** EXCERPT follows **

Local History: Tank Week 1918

In January 1918, Middlesbrough was involved in a fundraising campaign launched by the British Government called ‘Tank Banks’ to raise money for Government War Bonds and War Savings Certificates. During this campaign, six Mark VI male tanks toured the towns and cities of England, Scotland and Wales. The tank was a weapon developed and introduced during the First World War; it was often used on the home front to attract people to large public meetings in town centres.

Middlesbrough Mayor, Mayor J. Calvert was informed that the tank ‘Nelson’ (number 130) would be making a week-long visit to Middlesbrough from January 14.

A public meeting about War Bonds was held just before the week-long event commenced; over 3,500 people listened to speeches from key local figures including the mayor.

** End of EXCERPT **
** SOURCE INFORMATION follows **

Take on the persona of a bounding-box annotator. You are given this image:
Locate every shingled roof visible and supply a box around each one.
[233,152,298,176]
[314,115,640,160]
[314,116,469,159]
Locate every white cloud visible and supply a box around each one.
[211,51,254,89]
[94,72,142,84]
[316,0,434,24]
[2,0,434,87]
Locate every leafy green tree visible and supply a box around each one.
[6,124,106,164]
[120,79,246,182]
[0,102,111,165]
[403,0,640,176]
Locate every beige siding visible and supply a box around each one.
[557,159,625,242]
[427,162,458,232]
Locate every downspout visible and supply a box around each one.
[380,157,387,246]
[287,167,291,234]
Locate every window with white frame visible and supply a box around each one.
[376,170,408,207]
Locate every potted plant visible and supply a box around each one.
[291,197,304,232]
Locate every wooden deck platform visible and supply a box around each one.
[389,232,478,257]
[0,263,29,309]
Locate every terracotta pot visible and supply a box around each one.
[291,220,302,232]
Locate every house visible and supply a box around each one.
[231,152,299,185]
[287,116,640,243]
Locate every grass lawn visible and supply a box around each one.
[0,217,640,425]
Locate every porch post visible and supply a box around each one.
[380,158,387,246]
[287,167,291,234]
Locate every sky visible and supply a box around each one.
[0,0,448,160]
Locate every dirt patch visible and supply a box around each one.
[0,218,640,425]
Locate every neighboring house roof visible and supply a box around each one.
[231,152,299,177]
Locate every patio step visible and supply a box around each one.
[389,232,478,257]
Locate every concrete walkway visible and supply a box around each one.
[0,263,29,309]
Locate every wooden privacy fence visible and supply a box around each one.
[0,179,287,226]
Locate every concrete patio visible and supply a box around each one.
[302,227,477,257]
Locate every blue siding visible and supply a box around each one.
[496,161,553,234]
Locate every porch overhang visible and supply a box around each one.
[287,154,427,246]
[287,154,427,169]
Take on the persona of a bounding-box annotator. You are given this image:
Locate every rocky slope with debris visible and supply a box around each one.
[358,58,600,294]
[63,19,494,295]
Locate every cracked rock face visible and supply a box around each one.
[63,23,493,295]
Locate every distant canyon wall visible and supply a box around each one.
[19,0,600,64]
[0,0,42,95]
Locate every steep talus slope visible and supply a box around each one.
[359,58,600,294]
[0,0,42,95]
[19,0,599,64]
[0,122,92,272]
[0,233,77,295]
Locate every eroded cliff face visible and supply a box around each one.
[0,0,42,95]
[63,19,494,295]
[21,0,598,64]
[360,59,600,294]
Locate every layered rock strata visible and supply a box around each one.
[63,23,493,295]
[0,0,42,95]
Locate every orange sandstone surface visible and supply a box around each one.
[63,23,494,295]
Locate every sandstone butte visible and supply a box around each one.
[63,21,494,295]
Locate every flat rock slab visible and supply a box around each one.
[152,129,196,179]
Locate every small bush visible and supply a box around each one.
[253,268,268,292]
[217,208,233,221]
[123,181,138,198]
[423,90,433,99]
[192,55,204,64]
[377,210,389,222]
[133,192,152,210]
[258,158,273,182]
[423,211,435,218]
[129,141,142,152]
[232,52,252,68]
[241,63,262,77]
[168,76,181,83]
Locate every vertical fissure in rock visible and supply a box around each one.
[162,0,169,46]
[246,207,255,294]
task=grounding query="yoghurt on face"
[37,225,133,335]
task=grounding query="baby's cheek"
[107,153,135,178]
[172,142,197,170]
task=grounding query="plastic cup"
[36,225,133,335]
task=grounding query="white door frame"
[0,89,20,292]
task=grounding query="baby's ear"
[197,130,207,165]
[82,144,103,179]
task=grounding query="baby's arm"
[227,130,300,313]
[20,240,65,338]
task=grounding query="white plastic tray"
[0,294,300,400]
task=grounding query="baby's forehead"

** End of SOURCE INFORMATION **

Please reproduce part of the Tank Week 1918 passage word for word. Begin at the words "In January 1918, Middlesbrough" and stop after "in town centres.". The data is separate from the Tank Week 1918 passage.

In January 1918, Middlesbrough was involved in a fundraising campaign launched by the British Government called ‘Tank Banks’ to raise money for Government War Bonds and War Savings Certificates. During this campaign, six Mark VI male tanks toured the towns and cities of England, Scotland and Wales. The tank was a weapon developed and introduced during the First World War; it was often used on the home front to attract people to large public meetings in town centres.